### [DATA FOR THIS EXERCISE]
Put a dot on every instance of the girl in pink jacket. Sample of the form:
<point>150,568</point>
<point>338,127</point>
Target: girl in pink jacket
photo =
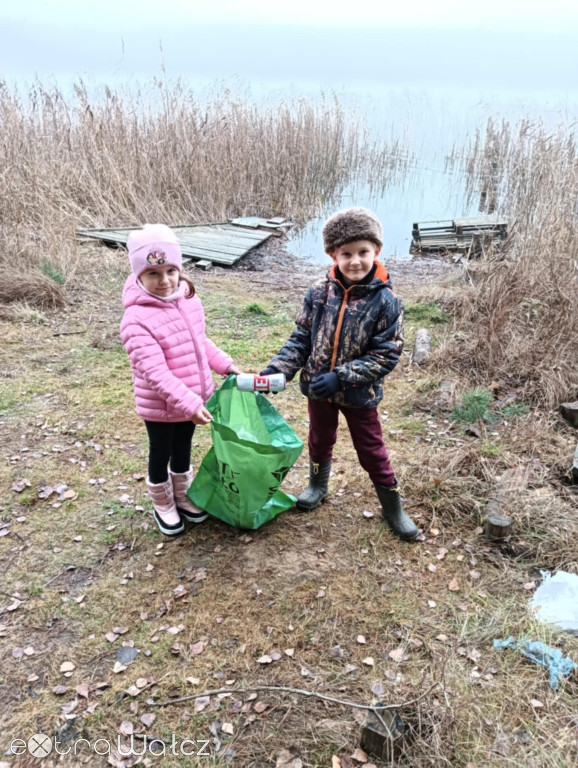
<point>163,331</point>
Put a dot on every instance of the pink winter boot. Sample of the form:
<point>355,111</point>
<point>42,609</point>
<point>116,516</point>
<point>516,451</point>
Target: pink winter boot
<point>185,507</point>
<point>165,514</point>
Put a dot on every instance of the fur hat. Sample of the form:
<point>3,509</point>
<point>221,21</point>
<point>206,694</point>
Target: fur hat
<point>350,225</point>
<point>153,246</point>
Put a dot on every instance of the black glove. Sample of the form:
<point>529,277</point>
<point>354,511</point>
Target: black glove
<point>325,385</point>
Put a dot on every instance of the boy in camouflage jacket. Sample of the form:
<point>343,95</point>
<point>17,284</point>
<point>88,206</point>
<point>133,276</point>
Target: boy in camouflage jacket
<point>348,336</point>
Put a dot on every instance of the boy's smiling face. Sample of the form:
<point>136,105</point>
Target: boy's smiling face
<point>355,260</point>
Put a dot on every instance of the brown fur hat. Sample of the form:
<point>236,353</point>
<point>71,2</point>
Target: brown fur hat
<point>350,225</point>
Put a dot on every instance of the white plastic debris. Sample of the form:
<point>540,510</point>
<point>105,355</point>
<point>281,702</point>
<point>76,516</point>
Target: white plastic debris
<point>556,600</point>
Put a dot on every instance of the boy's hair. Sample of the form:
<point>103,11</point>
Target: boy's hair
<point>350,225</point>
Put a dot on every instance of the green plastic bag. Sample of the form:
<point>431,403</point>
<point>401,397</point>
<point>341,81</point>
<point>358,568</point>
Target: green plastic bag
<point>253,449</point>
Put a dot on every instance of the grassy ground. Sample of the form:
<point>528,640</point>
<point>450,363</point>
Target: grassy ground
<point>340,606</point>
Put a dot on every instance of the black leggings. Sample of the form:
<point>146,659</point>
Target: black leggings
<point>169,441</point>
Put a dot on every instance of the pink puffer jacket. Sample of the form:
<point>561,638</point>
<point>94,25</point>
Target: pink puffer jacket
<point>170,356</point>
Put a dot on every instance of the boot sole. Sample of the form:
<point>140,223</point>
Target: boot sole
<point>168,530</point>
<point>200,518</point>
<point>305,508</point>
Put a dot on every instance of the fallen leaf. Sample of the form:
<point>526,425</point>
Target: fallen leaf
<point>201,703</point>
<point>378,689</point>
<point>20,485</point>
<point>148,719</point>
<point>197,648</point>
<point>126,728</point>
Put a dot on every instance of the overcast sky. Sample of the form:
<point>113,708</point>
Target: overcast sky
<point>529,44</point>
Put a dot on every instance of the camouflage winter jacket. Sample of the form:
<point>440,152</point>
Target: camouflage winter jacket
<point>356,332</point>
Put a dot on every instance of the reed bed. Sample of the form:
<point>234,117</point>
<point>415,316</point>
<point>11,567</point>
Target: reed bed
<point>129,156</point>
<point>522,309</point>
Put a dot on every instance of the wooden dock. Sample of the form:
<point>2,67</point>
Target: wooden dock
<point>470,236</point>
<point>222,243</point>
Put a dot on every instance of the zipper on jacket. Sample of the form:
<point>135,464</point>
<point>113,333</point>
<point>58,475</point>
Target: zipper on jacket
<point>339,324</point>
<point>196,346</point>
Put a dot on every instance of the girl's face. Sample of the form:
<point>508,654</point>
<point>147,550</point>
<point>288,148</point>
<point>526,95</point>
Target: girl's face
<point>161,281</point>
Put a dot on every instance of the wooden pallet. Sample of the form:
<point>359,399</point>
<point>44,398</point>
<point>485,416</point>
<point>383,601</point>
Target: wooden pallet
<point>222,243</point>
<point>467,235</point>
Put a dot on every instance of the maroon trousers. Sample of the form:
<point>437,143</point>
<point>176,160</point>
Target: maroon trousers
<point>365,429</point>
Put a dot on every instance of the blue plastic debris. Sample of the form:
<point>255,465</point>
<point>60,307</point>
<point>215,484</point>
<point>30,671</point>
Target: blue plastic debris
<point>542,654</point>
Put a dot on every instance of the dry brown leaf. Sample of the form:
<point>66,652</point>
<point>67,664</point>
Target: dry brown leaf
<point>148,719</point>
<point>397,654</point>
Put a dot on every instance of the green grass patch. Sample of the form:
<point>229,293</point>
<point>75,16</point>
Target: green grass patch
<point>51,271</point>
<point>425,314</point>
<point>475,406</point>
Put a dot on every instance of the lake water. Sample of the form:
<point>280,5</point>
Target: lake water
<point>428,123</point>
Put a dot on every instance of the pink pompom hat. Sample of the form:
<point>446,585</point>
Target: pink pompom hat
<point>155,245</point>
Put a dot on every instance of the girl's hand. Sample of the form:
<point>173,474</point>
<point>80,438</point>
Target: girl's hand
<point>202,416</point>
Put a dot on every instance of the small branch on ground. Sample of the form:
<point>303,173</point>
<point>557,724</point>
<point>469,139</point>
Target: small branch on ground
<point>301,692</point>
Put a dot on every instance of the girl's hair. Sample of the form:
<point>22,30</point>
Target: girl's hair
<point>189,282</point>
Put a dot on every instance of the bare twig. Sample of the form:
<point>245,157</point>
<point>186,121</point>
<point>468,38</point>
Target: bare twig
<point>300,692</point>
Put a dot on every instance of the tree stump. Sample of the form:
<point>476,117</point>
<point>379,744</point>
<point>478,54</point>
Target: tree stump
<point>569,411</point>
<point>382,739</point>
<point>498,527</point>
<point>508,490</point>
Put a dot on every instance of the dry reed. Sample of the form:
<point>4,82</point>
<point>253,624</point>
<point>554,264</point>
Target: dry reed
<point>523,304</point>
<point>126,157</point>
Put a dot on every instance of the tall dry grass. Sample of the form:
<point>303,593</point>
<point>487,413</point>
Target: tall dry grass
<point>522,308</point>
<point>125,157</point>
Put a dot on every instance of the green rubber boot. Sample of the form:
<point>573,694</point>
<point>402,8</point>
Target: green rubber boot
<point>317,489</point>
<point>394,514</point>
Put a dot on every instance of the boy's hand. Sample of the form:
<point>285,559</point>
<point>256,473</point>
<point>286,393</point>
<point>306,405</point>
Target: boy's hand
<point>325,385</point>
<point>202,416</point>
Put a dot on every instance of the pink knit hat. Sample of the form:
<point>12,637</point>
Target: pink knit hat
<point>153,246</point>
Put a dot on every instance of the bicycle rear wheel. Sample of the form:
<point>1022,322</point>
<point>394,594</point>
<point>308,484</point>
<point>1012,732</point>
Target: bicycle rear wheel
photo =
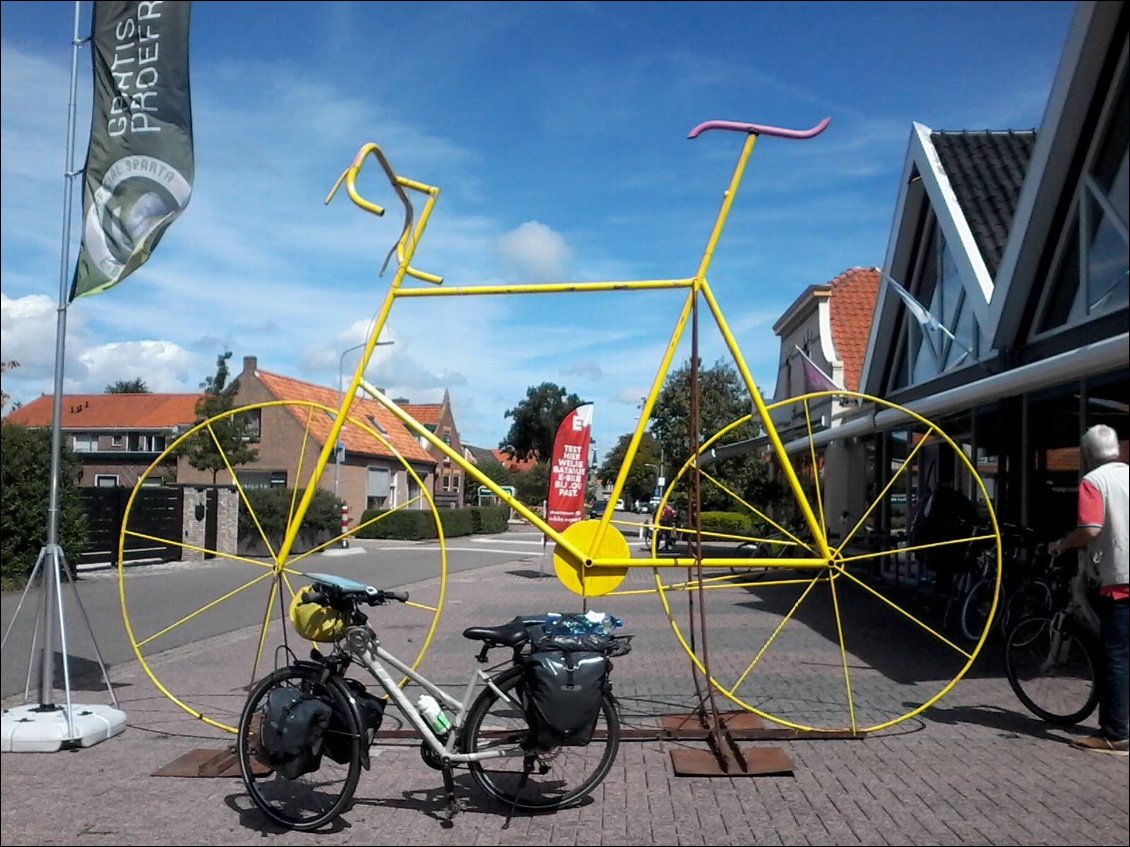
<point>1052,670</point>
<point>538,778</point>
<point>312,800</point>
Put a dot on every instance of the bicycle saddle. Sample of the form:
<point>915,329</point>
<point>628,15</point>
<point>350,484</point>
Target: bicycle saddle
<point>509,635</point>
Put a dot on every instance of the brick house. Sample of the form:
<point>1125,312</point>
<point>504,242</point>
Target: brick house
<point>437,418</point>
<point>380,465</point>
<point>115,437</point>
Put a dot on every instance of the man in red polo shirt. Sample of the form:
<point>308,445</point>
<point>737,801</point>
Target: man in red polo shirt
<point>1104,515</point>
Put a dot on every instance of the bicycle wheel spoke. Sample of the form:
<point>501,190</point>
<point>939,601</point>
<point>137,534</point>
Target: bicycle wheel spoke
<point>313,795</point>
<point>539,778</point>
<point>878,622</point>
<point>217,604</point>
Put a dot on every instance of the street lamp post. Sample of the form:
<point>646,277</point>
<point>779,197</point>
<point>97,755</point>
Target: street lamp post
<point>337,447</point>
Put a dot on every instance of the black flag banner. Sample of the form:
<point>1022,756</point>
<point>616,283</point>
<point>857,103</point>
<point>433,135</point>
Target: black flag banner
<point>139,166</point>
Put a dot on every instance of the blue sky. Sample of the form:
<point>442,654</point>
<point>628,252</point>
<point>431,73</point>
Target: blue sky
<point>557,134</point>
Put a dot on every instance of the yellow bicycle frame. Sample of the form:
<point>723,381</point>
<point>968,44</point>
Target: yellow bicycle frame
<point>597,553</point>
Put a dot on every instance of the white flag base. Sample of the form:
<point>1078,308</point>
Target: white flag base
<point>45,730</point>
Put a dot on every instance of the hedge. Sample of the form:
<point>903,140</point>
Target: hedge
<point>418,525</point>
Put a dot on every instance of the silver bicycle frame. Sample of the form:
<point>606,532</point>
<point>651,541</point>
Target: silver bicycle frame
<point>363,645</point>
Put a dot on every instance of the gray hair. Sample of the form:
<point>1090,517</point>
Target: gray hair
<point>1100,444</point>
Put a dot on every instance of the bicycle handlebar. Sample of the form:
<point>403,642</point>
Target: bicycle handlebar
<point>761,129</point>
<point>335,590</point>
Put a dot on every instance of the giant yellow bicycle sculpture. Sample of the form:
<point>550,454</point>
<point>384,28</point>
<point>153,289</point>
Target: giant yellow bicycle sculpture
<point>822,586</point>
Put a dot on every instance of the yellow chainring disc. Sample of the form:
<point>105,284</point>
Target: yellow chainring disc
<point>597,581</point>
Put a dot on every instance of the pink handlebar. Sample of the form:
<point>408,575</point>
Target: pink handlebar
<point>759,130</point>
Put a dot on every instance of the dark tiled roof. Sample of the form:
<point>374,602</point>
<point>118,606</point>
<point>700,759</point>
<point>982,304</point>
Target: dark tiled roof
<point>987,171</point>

### [GIVEN REQUEST]
Reproduce verbatim the part of the items that opens with the line containing "Put a dot on every instance of the pink handlebar." and runs through the last line of the items, both ends included.

### [SOLUTION TO THIS EXERCISE]
Put a dot on every instance of the pink handlebar. Sample of the form:
<point>408,575</point>
Target: pink handlebar
<point>759,130</point>
Put a dot on every instance of the dark tiled roof. Sample of the form:
<point>374,602</point>
<point>118,606</point>
<point>700,759</point>
<point>982,304</point>
Target: dark tiled roof
<point>987,171</point>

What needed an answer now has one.